EXERCISE BRIEF. Retyping the records exactly, down to the last line, is the whole job.

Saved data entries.
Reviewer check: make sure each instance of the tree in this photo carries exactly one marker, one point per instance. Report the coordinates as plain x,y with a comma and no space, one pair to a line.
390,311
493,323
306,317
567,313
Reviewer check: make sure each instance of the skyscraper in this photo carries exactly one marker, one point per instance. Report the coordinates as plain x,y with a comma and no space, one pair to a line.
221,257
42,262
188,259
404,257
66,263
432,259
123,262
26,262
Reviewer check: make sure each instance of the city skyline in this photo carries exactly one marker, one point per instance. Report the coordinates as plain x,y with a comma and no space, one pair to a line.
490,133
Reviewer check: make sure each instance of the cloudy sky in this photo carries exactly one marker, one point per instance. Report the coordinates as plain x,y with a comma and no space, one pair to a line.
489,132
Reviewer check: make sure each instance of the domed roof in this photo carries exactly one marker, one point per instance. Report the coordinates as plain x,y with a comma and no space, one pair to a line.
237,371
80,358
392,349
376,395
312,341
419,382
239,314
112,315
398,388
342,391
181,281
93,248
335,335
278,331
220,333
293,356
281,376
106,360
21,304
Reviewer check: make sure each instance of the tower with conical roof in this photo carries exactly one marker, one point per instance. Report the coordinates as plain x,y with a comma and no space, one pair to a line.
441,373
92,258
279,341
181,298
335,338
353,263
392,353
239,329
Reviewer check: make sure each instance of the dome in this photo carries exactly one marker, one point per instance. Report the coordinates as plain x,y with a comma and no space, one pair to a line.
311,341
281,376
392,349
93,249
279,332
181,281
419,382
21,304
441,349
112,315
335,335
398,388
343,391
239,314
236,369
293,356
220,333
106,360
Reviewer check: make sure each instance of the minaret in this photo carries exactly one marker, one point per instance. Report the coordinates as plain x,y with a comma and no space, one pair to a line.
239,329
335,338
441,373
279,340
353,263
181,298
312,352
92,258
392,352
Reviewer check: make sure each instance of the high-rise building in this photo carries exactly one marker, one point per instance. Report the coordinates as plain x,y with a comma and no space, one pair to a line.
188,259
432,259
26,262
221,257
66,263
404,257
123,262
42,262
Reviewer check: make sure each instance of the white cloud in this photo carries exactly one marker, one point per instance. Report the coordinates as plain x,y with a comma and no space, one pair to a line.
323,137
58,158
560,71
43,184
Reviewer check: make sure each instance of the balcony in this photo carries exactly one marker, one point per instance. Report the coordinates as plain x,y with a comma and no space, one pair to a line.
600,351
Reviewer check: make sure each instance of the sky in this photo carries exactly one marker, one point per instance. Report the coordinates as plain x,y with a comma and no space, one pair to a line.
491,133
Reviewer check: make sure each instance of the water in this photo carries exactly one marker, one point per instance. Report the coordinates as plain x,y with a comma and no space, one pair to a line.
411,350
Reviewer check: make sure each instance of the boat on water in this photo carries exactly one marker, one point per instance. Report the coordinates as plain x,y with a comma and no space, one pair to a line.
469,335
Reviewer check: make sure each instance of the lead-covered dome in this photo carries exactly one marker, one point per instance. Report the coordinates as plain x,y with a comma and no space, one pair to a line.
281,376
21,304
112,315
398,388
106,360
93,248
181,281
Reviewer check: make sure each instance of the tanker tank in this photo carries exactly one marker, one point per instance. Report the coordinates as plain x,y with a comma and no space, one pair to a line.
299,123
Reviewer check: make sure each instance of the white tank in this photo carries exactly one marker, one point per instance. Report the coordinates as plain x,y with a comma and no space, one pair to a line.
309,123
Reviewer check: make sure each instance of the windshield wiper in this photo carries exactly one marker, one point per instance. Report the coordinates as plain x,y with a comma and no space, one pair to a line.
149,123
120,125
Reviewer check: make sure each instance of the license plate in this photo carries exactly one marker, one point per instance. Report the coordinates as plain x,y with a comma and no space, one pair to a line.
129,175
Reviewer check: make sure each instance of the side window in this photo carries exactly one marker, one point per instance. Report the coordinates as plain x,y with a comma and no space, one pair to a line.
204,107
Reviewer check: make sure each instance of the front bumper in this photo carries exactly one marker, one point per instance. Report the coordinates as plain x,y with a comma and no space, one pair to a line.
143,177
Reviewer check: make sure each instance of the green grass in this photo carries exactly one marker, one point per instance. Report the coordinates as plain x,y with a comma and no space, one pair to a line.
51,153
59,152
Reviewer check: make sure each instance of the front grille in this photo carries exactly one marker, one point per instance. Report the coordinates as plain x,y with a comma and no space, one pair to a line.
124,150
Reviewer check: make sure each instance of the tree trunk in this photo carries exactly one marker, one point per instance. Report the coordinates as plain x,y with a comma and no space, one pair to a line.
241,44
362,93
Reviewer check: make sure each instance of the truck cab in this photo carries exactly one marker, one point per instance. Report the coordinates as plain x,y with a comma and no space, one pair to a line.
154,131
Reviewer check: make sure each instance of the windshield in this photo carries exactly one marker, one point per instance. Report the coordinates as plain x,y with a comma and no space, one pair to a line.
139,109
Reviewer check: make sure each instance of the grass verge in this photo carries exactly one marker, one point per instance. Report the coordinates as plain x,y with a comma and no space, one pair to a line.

RESULT OF THE EXERCISE.
Reviewer check: make sure each instance of the tree in this photo carries exactly one marker, one point per instance. Report the coordinates as plain x,y with a comma and no space, one pair to a line.
390,311
493,323
306,317
567,313
Reviewer check: make sure each instance of the skyscraper in this photo carries exactly one marker, one point per instance. Report the coordinates as plain x,y with a comma and no space, one pair to a line.
221,257
42,262
188,259
404,257
66,263
432,259
123,262
26,262
Reviewer check: make sure each instance of the city skyline in this photo carries exactly one marker, one point per instance. Report the coordinates as plain x,y with a comma and no space, one pair to a line.
490,133
Reviewer check: make sure each instance of the cloudy sky in this photo carries exactly one marker, one point per instance. Report the coordinates as plain x,y with a comma and no space, one pair to a line.
489,132
Reviewer check: make sure each instance of the domed roof in this photo carries exactly one marker, one point per instance. Report the coordinates as plain x,y with a comma and no space, one pair to a line.
237,371
80,358
392,349
376,395
312,341
419,382
239,314
112,315
398,388
342,391
181,281
93,248
335,335
278,331
220,333
293,356
281,376
106,360
21,304
Reviewer check: make sure each instance of the tower with conical roof in this photo carries exactly one marker, one point per instance. Report the coordinates as plain x,y with a comma and no space, one pair to a line.
441,373
92,258
279,341
181,298
335,338
353,263
392,353
239,329
Reviewer check: make sure each instance of the dome in this photo carries exactly one marker, one point per instance. Report the coordinates as plain x,y with a comma and no space, one pair to a line.
311,341
281,376
392,349
93,249
279,332
181,281
419,382
21,304
441,349
112,315
335,335
398,388
343,391
239,314
236,369
293,356
220,333
106,360
Reviewer check: make sure each instance of the minaret in this photo carries exactly one marker, one point per instance. Report the coordinates as plain x,y with a comma and no space, one pair to a line.
239,329
335,338
441,373
279,340
353,263
181,298
312,352
92,258
392,352
Reviewer check: make sure each instance of the high-rise building in this photo carries exactly one marker, one point per instance. Report the coordinates as plain x,y with a comma and no space, one pair to a line.
188,259
432,259
26,262
221,257
66,263
404,257
123,262
42,262
Reviewer check: make sure each instance of the white cloud in this photo carries exactly one marker, one point per instance. Report the coordinates as plain x,y with a comma and no space, one pair to a line.
323,137
58,158
560,71
43,184
Reviewer check: make sure each instance of the balcony in this photo carries exactly one marker, one point per instance. Report the coordinates as plain x,y with a comma and no space, one pair to a line.
600,351
Reviewer check: make sure each instance of the sky in this photo carries exactly one marker, one point per instance. Report the coordinates as plain x,y with a comma and no space, one pair to a line.
491,133
Reviewer check: make sure each instance of the water in this photo carries exactly one marker, one point per instance. Report the coordinates as plain x,y with a comma and no space, one pair to a line.
411,350
Reviewer check: make sure each instance of the boat on water in this photo carries exactly one marker, one point per instance. Report the coordinates as plain x,y with a comma and no space, one pair to a line.
469,335
Reviewer check: make sure each instance of the lead-covered dome in this photo carries exactly one marker, one point per instance. Report the coordinates as plain x,y with a comma and no space, one pair to a line.
281,376
21,304
112,315
398,388
106,360
93,248
181,281
Reviewer check: make sure each instance of the tanker tank in this photo carries exactly one marker, one point per instance. Report the coordinates as plain x,y with a comma and no space, one pair to a line.
299,123
Reviewer check: make sure each instance of the white tank in this photo carries exactly one marker, one point per instance. Report the coordinates as plain x,y with a comma and no space, one pair to a line.
309,123
Reviewer check: make sure each instance of the windshield wiper in this photo carries exactly one marker, one point per instance. Report the coordinates as plain x,y with a comma and no space, one pair to a line.
149,123
120,125
Reviewer check: make sure each instance of the license plate in this photo carries exactly one marker, one point per instance. Report the coordinates as plain x,y with a comma and no space, one pair to a line.
129,175
Reviewer check: make sure each instance of the side window in this photo carries exactly one marker, one point per instance. Report the coordinates as plain x,y with a comma and no space, one pair to a line.
204,107
Reviewer check: make sure each instance of the front bumper in this photo carries exactly one marker, one point per instance. Report the coordinates as plain x,y with a comma and no space, one pair to a line.
143,177
Reviewer check: make sure each instance of the green grass in this photo carries exactly one marker, one point per instance. Report the coordinates as plain x,y with a comma and no space, one pair to a line.
51,153
59,152
Reviewer check: make sure each instance of the front grille in this photo carries exactly one marker, one point per instance. Report the coordinates as plain x,y with a comma and no space, one pair to a line.
124,150
Reviewer check: make sure each instance of the tree trunk in this photo carries exactly one marker, one point per instance. Report the coordinates as plain x,y with a comma and no space, one pair to a line.
241,44
362,93
Reviewer check: make sure each instance of the truck cab in this photo carries exactly one marker, one point per instance. Report the coordinates as plain x,y with a comma and no space, one pair to a line.
154,131
Reviewer check: make sure each instance of the windshield in this photo carries exactly one marker, one point per instance. Report the coordinates as plain x,y with a comma and no space, one pair to a line.
139,109
Reviewer check: make sure each instance of the grass verge in this photo carries exactly one marker, one point per instance. Report the coordinates as plain x,y with a comma and no space, one pair to a line.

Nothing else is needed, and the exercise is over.